→ **TEXT EXTRACT**:

The North American Vexillological Association (NAVA) is a membership organization devoted to vexillology, the study of flags. It was founded in 1967 by American vexillologist Whitney Smith, and others. Its membership of 1,100+ comprises flag scholars, enthusiasts, designers, collectors, conservators, educators, merchants, manufacturers, historians, and hobbyists from most states and provinces of the United States and Canada, and more than 30 other countries.

In the 21st century, many state and municipal bodies have re-evaluated and introduced measures to change their flags, often influenced and initiated by NAVA's surveys on flag design.[1] Some of their design processes have followed a set of flag design principles compiled by Ted Kaye and published by NAVA.[2]


20th century[edit]

The North American Vexillological Association was formed in 1967 by Whitney Smith. Smith, a political science student at Harvard University had a passion for flag design at an early age. Prior to NAVA's founding, Smith worked with Guyanese President Cheddi Jagan to design Guyana's new flag in the early 1960s.[3] Since its founding, the association has met annually across the United States and Canada to present and discuss research, share their passion for flags, and to honor vexillological achievement. Smith, in his capacity as president, assisted numerous governments on designing their flags, including Aruba, Bonaire, and the Saudi Arabian navy.[4] In 1969, it became a charter member of the International Federation of Vexillological Associations.[5]

21st century[edit]

The Flag of New Hampshire, an example of the "seal on a bedsheet" design. As of 2024, half of U.S. states use a similar design.

→ **EXTRACTED INFORMATION**:
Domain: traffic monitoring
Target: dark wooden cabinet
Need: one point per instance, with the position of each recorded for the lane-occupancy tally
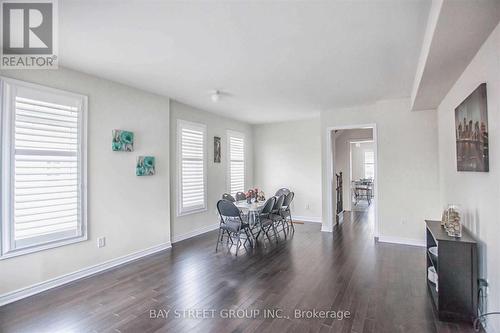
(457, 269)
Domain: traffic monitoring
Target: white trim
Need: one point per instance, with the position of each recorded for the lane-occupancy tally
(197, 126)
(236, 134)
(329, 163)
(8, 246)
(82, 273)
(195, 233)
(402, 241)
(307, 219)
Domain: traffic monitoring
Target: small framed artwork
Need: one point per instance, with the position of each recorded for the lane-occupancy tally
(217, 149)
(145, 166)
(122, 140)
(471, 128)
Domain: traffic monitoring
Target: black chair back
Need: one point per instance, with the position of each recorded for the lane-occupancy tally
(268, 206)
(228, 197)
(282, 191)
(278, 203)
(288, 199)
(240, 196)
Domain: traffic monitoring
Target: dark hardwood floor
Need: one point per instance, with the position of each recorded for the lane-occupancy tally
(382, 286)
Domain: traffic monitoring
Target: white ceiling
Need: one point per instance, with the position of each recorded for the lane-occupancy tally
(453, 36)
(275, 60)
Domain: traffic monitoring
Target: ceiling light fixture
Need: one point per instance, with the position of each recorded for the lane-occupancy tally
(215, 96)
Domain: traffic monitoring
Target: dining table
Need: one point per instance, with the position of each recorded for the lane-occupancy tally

→ **WORK TO DO**:
1. Name every party the NAVA text says Smith assisted with flag design in his capacity as president.
2. How many lines of the listing contain the string "dark"? Treat case as significant and reply with the number alone.

→ **EXERCISE RESPONSES**:
1. Aruba, Bonaire, and the Saudi Arabian navy.

2. 2